Write out every entry exactly as it appears.

(Position annotation records)
◇ ◇ ◇ ◇ ◇

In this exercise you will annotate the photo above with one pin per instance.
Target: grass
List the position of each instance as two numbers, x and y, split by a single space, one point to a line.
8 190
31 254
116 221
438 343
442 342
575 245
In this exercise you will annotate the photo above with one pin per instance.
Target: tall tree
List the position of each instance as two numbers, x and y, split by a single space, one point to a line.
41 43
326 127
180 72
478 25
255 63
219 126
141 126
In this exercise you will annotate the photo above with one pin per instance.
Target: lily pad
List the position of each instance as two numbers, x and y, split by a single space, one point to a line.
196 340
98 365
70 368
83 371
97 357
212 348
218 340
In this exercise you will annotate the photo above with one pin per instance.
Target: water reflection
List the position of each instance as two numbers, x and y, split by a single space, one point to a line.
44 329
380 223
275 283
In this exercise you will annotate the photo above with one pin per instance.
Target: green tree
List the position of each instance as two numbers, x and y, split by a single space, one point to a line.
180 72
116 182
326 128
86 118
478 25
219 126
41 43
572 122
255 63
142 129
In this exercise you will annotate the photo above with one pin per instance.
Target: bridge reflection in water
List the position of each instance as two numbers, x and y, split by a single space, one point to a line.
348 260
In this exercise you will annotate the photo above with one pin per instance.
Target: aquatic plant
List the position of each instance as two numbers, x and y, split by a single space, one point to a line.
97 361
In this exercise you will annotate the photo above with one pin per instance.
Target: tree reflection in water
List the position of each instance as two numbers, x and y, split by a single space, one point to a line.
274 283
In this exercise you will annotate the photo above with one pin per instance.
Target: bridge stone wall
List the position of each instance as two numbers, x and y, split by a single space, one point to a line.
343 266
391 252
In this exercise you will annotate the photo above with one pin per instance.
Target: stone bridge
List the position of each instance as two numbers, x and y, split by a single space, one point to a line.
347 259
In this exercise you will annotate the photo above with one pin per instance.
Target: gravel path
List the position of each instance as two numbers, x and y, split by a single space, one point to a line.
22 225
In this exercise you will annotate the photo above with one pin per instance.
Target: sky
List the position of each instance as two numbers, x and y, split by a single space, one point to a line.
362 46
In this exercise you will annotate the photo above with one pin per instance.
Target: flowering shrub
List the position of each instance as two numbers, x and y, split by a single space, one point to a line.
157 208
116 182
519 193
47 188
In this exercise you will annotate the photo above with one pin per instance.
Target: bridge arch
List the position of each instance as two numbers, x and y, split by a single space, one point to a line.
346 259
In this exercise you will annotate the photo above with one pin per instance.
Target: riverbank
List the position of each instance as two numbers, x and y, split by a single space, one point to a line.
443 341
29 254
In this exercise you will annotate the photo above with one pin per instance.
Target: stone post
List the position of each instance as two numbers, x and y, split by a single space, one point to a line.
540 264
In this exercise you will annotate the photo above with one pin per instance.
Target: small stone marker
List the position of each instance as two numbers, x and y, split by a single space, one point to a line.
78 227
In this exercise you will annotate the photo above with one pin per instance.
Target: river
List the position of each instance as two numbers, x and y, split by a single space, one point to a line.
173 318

◇ ◇ ◇ ◇ ◇

Solution for this task
In this exercise you will annotate the photo above with one pin per instance.
Target: grass
List the position of each instance as two numbers, x and y, split by a single space, one point to a line.
8 190
31 254
116 221
438 343
442 342
575 245
In this exercise you will annotate the photo above with one pin per instance.
Target: tall tree
List the position of each instance as two numbers, x and y, split by a single space, one point to a line.
41 43
326 127
180 72
478 25
255 63
219 126
141 126
In this exercise you will annotate the photo above with one pin per instance.
Target: lily pad
List the position of each instance as two numbers, x and y, split by a single space, one point to a line.
196 340
98 365
70 368
83 371
97 357
212 348
218 340
In this exercise you will annotate the photo above with one pin per instance.
Target: water reflection
List the position of each instance as two numbers, x and y, split by a single space, one point to a line.
44 329
380 223
275 283
In this exercise you will annotate the photo above with one pin per instance.
Target: green tree
List the position of each instance as two numbers, x and y, split by a single space, one point to a line.
180 72
116 182
326 128
86 118
478 25
219 126
41 43
572 122
255 63
142 129
In this exercise you will annotate the photo above with one pin per instance.
Target: bridge reflection in water
List the position of each instance as two numbers, x and y, split by a single space, one point to a line.
348 260
In this exercise you will annotate the photo above with one pin per instance.
Target: aquatic plant
List the position of each instance as two numbers, x and y, split by a single space, one point to a line.
97 361
In this exercise you will annotate the photo above with one pin per instance.
Target: tree reflection in water
List the position of each instance as two numbers, x and y, split by a single space, one point to a line.
274 283
In this exercise you will annotate the photo above with one pin per instance.
Target: bridge stone wall
List the position of each instance as two numbers, x and y, split by a single space, one point to a line.
343 266
391 252
In this exercise you will annotate the photo above with one pin per instance.
Target: stone bridge
List the position of each instance as two numbers, x and y, split by a single space, one point to a line.
347 259
In this exercise you will annotate the photo above with one pin per instance.
Target: gravel path
List the position of each instance as two numbers, x and y, split by a single space, one point to a line.
22 225
In this exercise you will annotate the photo above with one pin per instance.
Target: sky
List the position of each instance as two numbers, x and y, split by a single space, one point to a line.
362 46
In this exercise you will annotate the photo above with one pin per instance.
Target: flowering shrub
List the position of each instance as two numbers, x and y, split by a single space, one point to a line.
157 208
116 182
519 193
47 188
In this exercise you will annotate the photo above with one pin per instance.
Target: bridge arch
List the position of each instance as two numbers, x and y, split by a single space, one point to a line.
346 259
In this exercise you will annotate the photo above with one pin per instance.
Target: riverbank
List the position of each instance as two numbers, x and y, split by a single space, one point to a line.
443 341
29 254
In this exercise you will annotate the photo above with one pin per instance.
Target: stone post
List the position of each instance as two numbers, x and y, split by a single space, one point to a line.
540 264
In this exercise you will annotate the photo above with one pin per instance.
Target: small stone marker
List the position of each instance as two numbers, x and y, split by a single space, one point to a line.
78 227
In this exercise you will annotate the photo above with one pin per instance.
Target: river
List the position of each instance as two numbers, x and y, split by a single space, one point to a line.
173 318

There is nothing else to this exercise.